### About this task
Begin at the line containing "Target: fan blade" in the entries below and end at the line containing "Target: blue jeans"; transcribe that range exactly and nothing outside it.

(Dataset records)

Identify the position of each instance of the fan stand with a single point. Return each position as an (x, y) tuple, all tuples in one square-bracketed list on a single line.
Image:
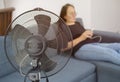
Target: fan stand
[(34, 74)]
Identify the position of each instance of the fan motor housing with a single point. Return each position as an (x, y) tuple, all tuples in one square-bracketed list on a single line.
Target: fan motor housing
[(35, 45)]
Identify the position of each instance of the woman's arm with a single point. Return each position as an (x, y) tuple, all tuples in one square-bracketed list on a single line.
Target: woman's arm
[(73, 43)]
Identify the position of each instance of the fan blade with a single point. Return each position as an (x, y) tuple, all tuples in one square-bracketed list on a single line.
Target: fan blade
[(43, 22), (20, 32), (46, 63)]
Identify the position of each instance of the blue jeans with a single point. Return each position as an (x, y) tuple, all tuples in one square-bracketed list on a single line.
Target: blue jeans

==

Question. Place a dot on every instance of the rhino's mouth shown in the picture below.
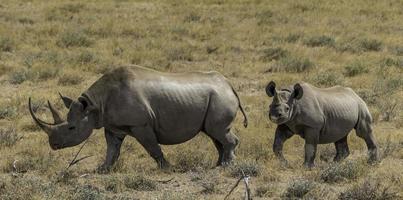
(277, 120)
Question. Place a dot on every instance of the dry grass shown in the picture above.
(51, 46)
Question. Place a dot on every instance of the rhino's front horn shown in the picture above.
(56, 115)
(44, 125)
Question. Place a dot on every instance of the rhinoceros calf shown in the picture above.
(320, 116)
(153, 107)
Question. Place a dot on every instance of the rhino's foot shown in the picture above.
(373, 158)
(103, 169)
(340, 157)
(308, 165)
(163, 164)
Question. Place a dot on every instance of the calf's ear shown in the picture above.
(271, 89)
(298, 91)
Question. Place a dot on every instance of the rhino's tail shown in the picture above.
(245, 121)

...

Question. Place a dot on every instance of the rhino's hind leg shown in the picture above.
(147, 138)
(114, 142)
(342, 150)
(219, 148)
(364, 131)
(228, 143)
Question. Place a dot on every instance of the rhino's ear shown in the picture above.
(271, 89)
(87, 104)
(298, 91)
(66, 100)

### Solution for this exercise
Target: fan blade
[(43, 22), (20, 32), (46, 63)]
Identify the position of each instance of the blue jeans with a single point. Return each position as an (x, y) tuple, all tuples in one square-bracketed list on a single line.
Target: blue jeans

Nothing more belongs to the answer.